(Entries from a point annotation set)
-=-=-=-=-

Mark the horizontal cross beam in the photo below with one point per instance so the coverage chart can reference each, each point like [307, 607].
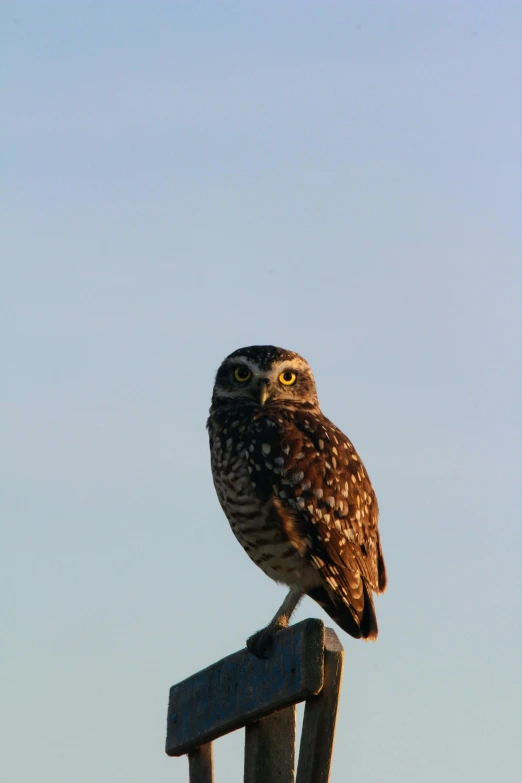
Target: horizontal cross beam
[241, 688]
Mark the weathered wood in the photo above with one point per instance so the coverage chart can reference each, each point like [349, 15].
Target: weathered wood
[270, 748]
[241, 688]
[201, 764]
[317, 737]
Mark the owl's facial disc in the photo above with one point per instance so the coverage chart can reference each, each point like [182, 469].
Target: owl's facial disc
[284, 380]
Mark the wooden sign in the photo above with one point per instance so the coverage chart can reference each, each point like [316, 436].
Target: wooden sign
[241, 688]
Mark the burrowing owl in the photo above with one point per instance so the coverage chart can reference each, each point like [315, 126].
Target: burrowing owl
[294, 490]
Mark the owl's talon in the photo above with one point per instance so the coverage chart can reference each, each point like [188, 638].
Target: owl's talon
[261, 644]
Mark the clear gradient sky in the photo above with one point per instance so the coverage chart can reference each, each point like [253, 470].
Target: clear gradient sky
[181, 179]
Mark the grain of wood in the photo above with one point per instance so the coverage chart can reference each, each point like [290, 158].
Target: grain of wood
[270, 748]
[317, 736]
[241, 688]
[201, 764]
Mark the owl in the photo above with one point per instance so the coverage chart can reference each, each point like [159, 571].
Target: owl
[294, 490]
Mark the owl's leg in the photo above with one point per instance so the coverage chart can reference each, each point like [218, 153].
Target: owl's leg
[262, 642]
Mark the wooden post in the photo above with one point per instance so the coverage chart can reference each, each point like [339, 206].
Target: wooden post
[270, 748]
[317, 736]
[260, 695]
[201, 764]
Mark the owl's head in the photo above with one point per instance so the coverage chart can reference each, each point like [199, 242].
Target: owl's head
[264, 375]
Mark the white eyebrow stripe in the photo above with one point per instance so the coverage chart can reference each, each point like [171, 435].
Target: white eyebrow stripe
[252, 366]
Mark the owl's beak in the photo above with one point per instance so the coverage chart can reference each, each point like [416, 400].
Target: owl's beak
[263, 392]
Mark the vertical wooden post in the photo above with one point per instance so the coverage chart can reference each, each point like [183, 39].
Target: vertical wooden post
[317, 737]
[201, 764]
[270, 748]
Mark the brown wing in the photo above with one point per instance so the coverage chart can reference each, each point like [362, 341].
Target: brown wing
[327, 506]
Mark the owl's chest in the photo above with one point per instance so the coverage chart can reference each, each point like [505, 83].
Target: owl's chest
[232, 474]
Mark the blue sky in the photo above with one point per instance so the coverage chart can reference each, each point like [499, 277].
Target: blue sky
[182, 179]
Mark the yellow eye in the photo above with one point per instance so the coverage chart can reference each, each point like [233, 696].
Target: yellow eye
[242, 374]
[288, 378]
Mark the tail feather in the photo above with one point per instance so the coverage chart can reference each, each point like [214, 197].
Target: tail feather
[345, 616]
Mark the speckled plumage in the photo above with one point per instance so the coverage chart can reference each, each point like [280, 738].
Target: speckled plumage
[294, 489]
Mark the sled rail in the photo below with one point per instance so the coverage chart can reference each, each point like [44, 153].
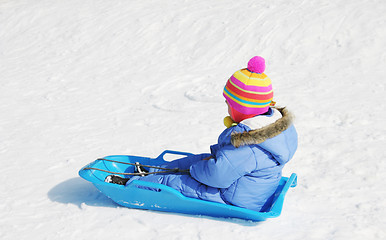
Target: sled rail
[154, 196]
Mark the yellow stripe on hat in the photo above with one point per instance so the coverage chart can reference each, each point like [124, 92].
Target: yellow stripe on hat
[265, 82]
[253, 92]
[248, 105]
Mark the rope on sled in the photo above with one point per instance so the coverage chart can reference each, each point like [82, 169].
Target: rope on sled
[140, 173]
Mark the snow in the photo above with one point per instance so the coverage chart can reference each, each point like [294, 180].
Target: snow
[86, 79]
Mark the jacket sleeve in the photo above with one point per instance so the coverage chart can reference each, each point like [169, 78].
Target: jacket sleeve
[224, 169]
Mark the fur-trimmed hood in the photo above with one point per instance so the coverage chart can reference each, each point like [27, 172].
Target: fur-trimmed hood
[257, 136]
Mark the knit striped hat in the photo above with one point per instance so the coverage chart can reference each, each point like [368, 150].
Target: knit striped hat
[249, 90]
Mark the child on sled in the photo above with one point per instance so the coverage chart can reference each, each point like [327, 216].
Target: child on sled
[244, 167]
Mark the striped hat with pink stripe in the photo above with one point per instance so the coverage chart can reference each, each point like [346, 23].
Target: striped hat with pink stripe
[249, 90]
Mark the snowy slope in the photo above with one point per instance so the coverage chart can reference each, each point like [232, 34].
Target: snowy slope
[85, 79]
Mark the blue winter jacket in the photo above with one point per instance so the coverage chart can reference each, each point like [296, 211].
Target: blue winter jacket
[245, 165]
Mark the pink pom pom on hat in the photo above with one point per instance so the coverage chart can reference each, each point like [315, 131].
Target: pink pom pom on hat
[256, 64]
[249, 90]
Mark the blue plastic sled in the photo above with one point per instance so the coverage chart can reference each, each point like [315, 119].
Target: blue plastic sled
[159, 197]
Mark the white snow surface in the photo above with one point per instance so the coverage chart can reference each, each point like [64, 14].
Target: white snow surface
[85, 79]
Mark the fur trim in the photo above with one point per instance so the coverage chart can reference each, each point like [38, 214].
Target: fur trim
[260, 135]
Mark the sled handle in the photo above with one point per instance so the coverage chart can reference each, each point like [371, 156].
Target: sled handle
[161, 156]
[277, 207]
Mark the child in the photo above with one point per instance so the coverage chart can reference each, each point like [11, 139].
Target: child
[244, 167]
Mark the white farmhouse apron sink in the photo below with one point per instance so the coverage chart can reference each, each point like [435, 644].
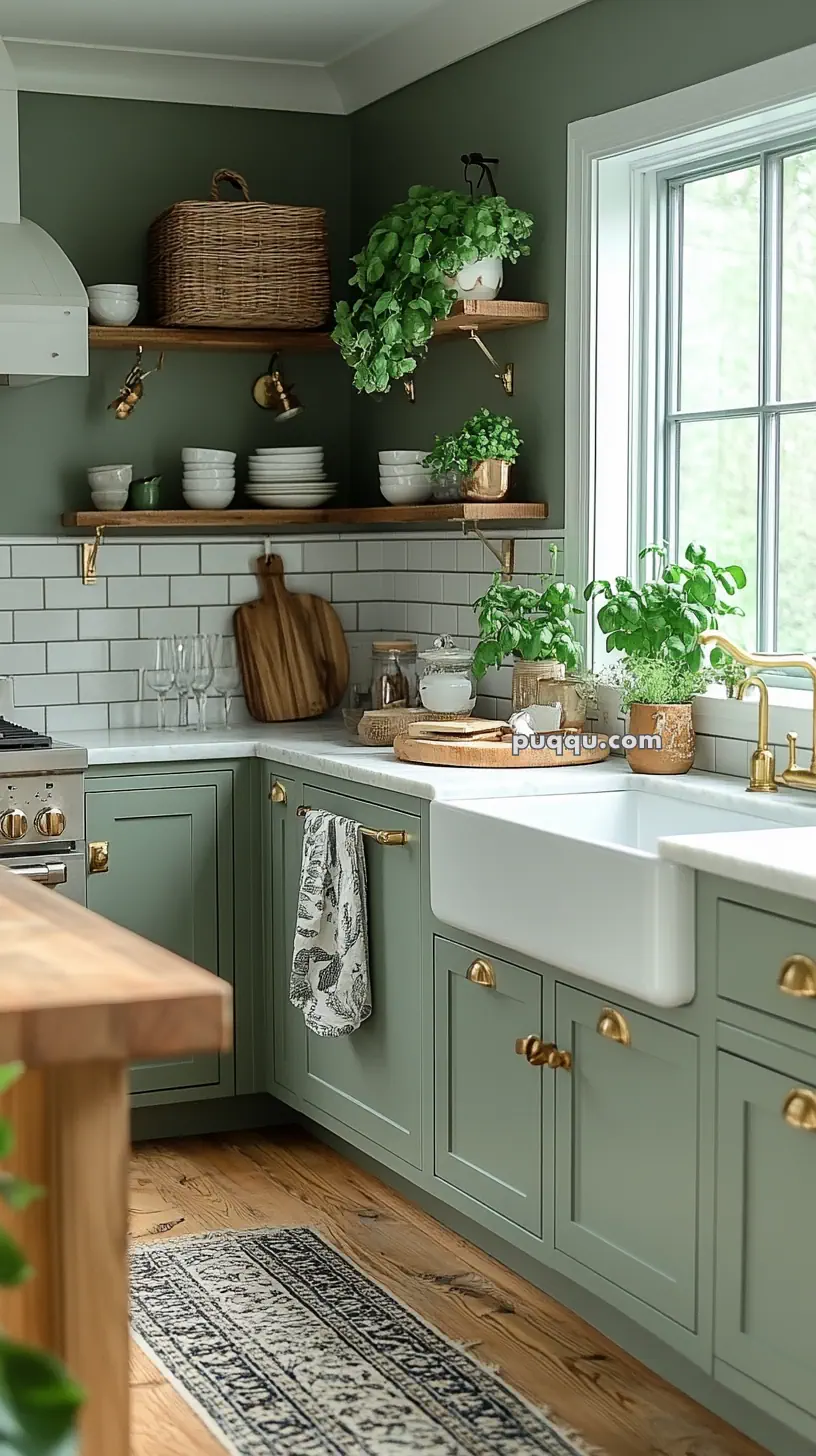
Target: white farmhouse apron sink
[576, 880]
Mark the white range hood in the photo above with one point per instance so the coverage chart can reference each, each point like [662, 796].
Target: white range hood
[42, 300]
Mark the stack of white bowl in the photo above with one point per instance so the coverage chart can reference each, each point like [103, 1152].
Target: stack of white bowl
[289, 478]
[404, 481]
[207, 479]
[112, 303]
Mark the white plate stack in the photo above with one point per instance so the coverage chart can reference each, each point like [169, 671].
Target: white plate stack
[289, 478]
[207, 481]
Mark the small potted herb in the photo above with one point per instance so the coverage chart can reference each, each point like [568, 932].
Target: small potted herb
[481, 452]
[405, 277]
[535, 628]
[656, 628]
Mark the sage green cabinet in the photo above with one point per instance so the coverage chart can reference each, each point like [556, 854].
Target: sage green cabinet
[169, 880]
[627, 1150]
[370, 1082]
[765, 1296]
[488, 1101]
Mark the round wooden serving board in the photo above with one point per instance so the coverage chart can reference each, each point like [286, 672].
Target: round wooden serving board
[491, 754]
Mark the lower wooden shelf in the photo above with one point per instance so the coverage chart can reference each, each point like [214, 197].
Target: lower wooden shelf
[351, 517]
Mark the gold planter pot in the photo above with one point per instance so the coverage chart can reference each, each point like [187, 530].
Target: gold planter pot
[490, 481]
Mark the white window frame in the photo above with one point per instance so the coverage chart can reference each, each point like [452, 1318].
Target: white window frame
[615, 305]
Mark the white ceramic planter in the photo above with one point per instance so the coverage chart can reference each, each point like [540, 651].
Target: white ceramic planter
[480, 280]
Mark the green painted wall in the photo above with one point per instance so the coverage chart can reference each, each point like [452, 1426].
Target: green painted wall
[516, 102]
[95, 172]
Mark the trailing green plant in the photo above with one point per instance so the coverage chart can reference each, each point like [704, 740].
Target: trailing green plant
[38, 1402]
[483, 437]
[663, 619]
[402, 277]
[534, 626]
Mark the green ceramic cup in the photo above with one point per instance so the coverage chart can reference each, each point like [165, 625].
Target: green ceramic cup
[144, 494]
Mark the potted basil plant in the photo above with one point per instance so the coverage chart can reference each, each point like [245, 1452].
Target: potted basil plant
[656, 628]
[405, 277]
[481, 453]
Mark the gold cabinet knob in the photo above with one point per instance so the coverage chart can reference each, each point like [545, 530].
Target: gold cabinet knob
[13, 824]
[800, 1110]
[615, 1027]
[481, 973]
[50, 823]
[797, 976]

-=-=-=-=-

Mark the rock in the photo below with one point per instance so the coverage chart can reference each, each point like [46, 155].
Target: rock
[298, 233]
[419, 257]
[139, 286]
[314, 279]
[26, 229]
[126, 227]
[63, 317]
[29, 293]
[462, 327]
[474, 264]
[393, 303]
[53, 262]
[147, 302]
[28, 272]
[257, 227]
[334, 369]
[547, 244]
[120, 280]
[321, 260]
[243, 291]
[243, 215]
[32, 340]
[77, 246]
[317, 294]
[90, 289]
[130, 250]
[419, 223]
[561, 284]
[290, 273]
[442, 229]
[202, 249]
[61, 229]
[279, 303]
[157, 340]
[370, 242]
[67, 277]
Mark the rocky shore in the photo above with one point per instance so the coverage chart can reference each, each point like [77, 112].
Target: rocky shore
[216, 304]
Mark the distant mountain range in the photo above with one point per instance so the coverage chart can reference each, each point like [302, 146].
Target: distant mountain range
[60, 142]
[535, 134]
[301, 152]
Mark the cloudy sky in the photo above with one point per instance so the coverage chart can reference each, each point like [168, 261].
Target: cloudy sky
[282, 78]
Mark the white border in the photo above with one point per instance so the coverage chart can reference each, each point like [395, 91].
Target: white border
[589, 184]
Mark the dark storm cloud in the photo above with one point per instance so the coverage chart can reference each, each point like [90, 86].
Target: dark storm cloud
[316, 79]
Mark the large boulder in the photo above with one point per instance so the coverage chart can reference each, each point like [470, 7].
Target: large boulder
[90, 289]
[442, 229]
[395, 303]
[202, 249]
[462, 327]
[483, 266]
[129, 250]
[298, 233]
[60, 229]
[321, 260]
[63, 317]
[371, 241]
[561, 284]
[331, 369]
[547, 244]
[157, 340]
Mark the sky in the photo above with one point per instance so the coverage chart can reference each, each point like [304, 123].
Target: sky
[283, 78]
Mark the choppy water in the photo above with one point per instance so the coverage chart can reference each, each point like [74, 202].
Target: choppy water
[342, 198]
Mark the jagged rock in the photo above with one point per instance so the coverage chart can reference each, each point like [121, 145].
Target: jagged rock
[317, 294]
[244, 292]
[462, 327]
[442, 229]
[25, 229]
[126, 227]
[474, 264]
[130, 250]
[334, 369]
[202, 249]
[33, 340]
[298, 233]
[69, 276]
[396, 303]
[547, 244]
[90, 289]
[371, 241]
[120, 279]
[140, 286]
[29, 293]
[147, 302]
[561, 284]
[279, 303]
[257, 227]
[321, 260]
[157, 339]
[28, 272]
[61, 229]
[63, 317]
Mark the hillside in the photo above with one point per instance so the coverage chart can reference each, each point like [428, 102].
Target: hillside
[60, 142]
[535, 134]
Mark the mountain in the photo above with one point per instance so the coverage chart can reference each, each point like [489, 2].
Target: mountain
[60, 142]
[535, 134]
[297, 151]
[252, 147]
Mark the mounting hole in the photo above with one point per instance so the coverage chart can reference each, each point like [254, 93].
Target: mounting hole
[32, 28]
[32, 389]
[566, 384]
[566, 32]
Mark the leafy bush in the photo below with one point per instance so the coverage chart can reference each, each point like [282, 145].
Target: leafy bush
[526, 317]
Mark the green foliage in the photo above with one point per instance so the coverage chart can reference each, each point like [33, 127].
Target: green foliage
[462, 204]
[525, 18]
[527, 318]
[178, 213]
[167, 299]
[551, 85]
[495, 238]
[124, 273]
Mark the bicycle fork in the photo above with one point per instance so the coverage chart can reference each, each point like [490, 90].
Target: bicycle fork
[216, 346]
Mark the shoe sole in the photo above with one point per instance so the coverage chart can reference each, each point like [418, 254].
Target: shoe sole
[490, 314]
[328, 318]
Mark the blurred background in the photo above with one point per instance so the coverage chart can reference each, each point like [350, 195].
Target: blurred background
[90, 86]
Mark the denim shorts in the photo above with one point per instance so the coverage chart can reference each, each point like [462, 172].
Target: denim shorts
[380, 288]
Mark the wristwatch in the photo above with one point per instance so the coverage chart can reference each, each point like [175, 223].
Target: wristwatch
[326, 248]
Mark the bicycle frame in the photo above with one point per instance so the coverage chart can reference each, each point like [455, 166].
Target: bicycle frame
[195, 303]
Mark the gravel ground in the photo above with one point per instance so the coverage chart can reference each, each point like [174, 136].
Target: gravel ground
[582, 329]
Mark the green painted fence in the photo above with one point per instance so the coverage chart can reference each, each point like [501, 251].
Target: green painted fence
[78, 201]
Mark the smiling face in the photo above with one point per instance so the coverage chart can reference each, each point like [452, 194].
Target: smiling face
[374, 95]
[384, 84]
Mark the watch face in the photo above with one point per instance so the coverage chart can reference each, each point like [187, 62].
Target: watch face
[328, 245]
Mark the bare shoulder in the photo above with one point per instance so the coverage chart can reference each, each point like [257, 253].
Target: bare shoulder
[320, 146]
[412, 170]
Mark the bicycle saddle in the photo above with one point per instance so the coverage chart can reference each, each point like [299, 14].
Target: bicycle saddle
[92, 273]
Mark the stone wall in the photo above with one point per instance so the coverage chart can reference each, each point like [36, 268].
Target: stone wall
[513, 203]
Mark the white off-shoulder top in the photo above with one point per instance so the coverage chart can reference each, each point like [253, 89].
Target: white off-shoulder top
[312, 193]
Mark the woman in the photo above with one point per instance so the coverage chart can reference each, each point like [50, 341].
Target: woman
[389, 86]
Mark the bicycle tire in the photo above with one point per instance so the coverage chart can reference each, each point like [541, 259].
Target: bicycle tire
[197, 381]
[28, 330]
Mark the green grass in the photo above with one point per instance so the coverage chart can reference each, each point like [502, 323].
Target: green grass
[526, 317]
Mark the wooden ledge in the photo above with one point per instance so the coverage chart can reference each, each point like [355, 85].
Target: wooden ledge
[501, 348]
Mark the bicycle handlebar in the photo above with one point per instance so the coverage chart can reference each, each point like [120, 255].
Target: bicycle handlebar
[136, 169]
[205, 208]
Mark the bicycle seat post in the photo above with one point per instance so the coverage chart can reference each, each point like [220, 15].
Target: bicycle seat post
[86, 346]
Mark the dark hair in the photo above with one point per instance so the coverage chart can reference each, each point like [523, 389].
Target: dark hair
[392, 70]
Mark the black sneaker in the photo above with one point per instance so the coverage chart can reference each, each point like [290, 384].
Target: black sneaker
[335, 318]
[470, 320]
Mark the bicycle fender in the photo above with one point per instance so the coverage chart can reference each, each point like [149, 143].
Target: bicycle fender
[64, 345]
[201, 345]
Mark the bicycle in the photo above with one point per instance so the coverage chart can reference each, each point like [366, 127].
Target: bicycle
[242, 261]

-=-=-=-=-

Direction: Count the lines in the entries that contain the string "clear". Case counts, and your reply should be only the number.

Exercise answer: 2